* **APPLY WHAT YOU READ**
a: Name every place mentioned in the sailing blog post below.
b: Continue the sailing blog post below from its last sentence.

* **TEXT**
Monday, May 10, 2021

Homeward Bound, Lyttelton to Kawau Island

 We are now in get-home mode. Sitting on a friend’s mooring in Bon Accord harbor on Kawau Island, we can smell the barn. This is our backyard; it’s in the Hauraki Gulf only forty miles from Whangarei harbor, and we’ve been here many times. The mooring is owned by Ric and Kitty Martini, a couple of ex-pat Americans and dear friends we have known since we first arrived in New Zealand in 2004. The wind is out of the north today and tomorrow, which would be against us, so we’re biding our time waiting for a change to finish that last leg. If the forecast holds true — it actually does on occasion — we’ll have another romping downwind run the day after tomorrow.

* **EXERCISE DATA**
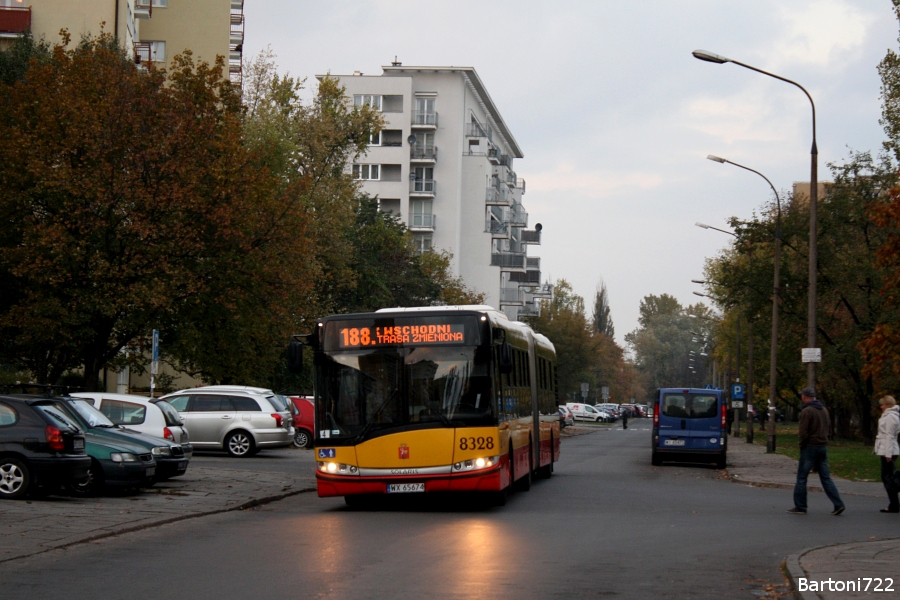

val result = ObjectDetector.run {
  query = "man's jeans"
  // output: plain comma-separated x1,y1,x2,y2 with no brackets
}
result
794,446,844,510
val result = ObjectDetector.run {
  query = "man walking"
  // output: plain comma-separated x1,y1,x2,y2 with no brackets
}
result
788,388,846,516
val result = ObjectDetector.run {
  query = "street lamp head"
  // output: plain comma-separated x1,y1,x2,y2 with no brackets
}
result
691,50,731,65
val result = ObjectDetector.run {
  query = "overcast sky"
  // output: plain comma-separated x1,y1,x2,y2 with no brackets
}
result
244,0,898,343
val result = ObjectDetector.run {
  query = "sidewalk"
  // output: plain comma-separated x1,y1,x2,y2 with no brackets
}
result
727,433,900,600
0,460,315,563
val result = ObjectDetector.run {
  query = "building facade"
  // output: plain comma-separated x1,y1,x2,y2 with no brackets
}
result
317,62,552,319
0,0,244,85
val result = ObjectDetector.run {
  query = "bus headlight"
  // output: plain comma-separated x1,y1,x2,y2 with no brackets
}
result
318,462,359,475
453,456,500,472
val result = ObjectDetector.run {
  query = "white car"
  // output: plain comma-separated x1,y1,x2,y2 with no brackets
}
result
71,392,194,458
566,402,610,423
162,385,294,458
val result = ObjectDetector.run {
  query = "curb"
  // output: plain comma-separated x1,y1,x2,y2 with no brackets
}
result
784,544,820,600
0,488,316,564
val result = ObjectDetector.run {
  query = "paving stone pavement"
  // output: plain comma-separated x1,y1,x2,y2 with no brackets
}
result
0,450,315,563
727,433,900,600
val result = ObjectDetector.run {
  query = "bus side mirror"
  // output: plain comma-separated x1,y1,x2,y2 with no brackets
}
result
287,340,303,375
497,340,512,375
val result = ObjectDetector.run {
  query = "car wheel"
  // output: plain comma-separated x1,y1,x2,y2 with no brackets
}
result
67,461,103,498
0,456,31,500
225,431,256,458
294,429,312,448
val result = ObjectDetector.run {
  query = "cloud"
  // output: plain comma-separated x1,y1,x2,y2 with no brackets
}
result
770,0,876,68
527,164,663,198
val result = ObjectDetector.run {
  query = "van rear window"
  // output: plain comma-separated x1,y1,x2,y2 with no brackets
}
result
663,394,719,419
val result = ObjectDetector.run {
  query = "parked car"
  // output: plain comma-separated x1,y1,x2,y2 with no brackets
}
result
36,398,162,496
71,392,194,458
651,388,728,469
162,385,294,458
0,395,91,499
566,402,609,423
288,396,316,448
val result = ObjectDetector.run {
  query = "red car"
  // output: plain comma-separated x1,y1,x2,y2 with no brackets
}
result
288,396,316,448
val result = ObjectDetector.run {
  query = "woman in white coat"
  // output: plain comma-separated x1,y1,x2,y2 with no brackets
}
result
875,396,900,513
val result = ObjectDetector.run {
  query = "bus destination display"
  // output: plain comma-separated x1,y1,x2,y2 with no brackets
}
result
338,323,466,348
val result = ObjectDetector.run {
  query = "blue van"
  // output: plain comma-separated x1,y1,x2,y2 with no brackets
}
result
651,388,728,469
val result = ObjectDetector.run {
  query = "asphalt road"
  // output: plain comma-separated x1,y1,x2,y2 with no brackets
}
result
0,421,884,600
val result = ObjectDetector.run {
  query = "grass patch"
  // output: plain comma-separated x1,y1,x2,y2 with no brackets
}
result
753,423,881,481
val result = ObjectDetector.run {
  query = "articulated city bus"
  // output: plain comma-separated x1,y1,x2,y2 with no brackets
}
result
296,306,559,505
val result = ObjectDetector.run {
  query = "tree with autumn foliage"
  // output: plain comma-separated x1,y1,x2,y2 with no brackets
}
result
528,279,644,403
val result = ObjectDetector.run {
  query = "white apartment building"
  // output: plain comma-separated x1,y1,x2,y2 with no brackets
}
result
317,62,553,319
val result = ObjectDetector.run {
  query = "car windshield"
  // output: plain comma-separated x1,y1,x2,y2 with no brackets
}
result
154,400,184,427
66,398,115,427
662,394,719,419
318,346,496,439
35,404,81,431
266,394,290,412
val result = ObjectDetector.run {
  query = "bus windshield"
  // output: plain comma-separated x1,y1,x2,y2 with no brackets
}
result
317,346,496,442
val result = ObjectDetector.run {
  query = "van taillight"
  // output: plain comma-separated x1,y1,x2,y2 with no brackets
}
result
44,425,66,452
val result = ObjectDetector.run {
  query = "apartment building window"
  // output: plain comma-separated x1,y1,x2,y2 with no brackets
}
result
148,42,166,62
353,165,381,181
409,200,434,227
413,233,431,254
353,94,381,110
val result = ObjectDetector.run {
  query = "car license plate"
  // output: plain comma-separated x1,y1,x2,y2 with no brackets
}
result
387,483,425,494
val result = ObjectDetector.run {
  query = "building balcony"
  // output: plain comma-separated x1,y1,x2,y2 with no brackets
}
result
231,12,244,44
409,214,437,231
509,270,541,286
409,144,437,162
409,179,437,197
500,287,525,306
466,123,494,140
522,229,541,246
484,187,512,206
412,110,437,129
509,202,528,227
518,302,541,318
134,0,153,19
134,42,150,65
491,252,525,270
0,6,31,37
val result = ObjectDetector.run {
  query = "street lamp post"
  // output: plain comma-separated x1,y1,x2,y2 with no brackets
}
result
692,50,819,394
706,154,780,452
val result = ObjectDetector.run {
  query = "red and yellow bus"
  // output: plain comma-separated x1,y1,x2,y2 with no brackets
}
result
307,306,559,505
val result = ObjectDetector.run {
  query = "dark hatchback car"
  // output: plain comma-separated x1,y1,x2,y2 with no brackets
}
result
49,397,189,494
0,395,91,499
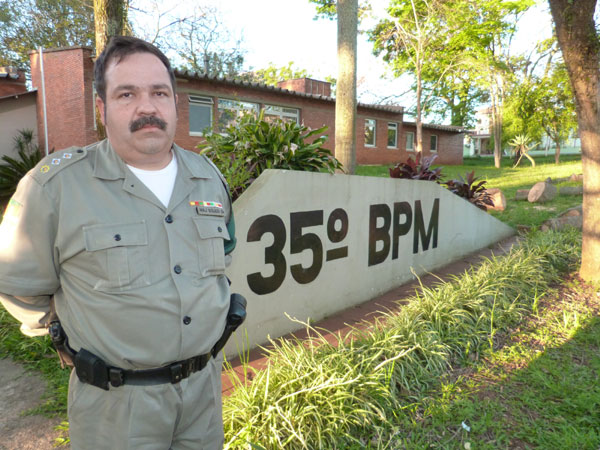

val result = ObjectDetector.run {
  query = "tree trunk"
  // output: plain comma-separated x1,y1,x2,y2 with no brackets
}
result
415,68,423,156
335,0,358,174
549,0,600,282
94,0,127,55
491,80,502,169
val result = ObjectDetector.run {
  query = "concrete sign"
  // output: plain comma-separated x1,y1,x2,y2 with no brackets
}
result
226,170,514,355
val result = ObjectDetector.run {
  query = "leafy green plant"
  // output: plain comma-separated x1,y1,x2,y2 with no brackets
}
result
442,170,494,211
390,152,442,182
0,130,42,199
508,134,536,167
198,112,342,199
223,230,581,450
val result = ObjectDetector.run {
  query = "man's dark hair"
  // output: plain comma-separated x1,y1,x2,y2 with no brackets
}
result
94,36,176,104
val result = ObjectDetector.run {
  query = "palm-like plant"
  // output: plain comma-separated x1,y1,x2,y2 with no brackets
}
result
508,134,537,167
0,130,42,199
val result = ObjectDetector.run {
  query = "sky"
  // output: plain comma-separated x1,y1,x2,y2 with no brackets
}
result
134,0,552,119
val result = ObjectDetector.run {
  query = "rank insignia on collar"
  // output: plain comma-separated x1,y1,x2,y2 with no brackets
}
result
190,201,225,216
190,201,223,208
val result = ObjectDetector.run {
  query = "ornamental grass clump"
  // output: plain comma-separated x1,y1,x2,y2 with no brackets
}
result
224,230,580,449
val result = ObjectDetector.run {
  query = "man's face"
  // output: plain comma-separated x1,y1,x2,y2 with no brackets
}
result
96,53,177,169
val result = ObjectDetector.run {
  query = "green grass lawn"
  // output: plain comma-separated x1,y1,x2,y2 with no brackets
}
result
0,156,600,450
356,155,582,227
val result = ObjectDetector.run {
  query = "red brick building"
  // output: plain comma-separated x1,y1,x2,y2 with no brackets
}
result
14,47,463,164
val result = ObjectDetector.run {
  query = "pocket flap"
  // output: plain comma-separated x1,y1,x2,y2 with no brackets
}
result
83,221,148,252
193,216,229,240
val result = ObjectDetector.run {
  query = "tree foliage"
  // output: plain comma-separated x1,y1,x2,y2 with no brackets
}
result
370,0,533,166
132,0,245,78
369,0,468,152
93,0,131,54
241,61,311,86
0,0,94,68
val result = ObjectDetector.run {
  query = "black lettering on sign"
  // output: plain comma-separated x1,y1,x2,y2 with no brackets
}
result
247,214,287,295
413,198,440,254
386,202,412,259
326,208,349,261
290,210,323,284
369,203,392,267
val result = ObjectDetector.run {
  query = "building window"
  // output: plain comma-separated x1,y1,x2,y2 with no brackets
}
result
217,98,258,133
406,131,415,152
190,95,213,136
365,119,377,147
429,134,437,152
264,105,300,123
388,122,398,148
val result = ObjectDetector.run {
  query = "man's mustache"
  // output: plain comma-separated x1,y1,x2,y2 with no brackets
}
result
129,116,167,133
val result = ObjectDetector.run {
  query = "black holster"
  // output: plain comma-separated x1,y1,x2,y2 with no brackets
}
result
48,294,246,389
48,318,75,369
210,294,246,358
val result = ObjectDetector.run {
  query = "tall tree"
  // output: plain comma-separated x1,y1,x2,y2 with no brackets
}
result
94,0,129,55
335,0,358,174
370,0,460,152
309,0,360,174
549,0,600,282
0,0,94,68
536,63,577,164
452,0,534,168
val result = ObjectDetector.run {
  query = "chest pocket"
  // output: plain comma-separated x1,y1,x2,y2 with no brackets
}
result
83,221,150,292
193,216,229,276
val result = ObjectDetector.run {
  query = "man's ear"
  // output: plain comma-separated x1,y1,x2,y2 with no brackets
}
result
96,95,106,127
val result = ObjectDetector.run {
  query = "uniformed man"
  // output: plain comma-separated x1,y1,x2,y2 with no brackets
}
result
0,37,234,450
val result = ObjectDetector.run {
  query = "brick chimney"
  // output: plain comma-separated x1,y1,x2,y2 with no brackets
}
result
0,66,27,97
29,47,97,151
277,78,331,97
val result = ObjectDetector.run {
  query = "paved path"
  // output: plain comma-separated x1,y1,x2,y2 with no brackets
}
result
221,236,519,395
0,237,517,450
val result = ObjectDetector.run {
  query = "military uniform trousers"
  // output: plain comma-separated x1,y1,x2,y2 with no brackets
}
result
68,356,223,450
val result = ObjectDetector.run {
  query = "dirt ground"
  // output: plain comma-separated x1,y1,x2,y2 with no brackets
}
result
0,359,70,450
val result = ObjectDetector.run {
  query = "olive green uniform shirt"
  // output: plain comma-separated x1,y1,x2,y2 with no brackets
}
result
0,141,233,369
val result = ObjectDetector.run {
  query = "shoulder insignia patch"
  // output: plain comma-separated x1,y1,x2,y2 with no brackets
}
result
32,147,87,184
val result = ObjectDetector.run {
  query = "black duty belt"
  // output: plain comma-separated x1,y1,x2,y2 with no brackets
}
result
73,349,212,390
48,294,246,390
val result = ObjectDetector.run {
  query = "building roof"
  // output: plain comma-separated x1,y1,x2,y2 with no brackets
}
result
175,70,404,113
0,89,37,101
404,120,467,133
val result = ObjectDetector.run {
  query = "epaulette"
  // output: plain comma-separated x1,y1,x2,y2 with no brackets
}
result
31,147,88,185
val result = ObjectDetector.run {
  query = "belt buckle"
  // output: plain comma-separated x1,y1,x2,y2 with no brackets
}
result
169,363,185,384
108,367,125,387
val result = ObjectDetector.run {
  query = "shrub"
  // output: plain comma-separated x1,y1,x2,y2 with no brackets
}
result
442,170,494,211
198,112,342,199
390,152,442,179
508,134,535,167
0,130,42,199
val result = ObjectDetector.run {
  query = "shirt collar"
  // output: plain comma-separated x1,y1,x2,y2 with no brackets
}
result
94,139,212,180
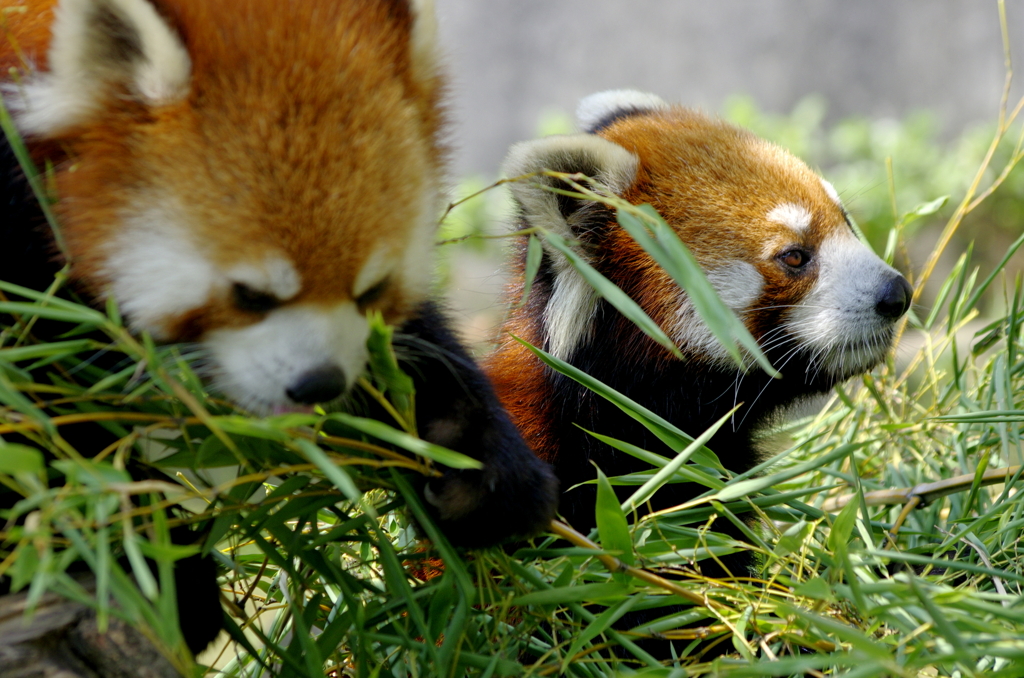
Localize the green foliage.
[0,23,1024,678]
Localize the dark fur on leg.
[395,302,558,548]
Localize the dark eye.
[778,250,811,268]
[231,283,281,313]
[355,278,391,310]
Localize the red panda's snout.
[774,224,912,382]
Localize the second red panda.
[0,0,556,649]
[488,91,911,561]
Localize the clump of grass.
[0,5,1024,678]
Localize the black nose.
[874,276,913,321]
[285,365,345,405]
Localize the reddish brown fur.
[0,0,444,338]
[486,107,849,461]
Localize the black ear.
[5,0,191,136]
[504,134,637,245]
[577,89,669,134]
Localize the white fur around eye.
[99,207,222,339]
[785,231,898,378]
[226,255,302,301]
[768,203,812,234]
[821,179,843,207]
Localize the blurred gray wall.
[436,0,1024,176]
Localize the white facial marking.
[4,0,191,134]
[352,246,395,297]
[225,255,302,301]
[821,179,843,207]
[785,230,898,378]
[768,203,812,234]
[100,206,220,339]
[671,260,765,365]
[204,301,370,414]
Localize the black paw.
[423,450,558,548]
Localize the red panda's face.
[7,0,442,412]
[507,92,911,384]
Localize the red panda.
[0,0,556,659]
[485,91,911,575]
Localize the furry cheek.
[671,260,765,365]
[786,234,899,374]
[100,215,221,340]
[203,301,370,414]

* **RESPONSES TO THE EXERCISE**
a: Lyttelton, Kawau Island, Bon Accord harbor, the Hauraki Gulf, Whangarei harbor, New Zealand

b:
These few days here are turning out to be pretty socially active. As I write this, today is Tuesday. We came over from Tryphena on Great Barrier Island on Sunday — I’ll get back to that. Yesterday, some yachtie friends, Lin and David, that live here on Kawau, had us over for dinner. Also there was Alana, a young American woman solo-sailer (another covid-refugee) that has just completed a figure-eight circumnavigation of NZ over the summer, fundraising for a charity serving foster children. We had seen flyers for her project and talks at various places this summer, but had not been at any of them. Lin is a bit of a mover and shaker, so it wasn’t that surprising to encounter Alana there. Two German yachtie friends (also covid-refugees), Dietmar and Marie, who we know from Whangarei, and who we shared several anchorages with this summer on the South Island, are expected here this afternoon. They are moving their boat, Greyhound, down to Auckland to ship her to the UK for various reasons, but also to do the entire adventure all over again. We hope to welcome them back to NZ in a couple of years. Dinner on Greyhound this evening will be a sad-sweet good-bye. Two other ex-pat American yachties, Greg and Gaylene, who we have met at the Martinis’ house a couple of times are expected here tomorrow. Dinner is proposed with them then. We so enjoy this broader yachting community, but we’re anxious to rejoin our closer community in Whangarei.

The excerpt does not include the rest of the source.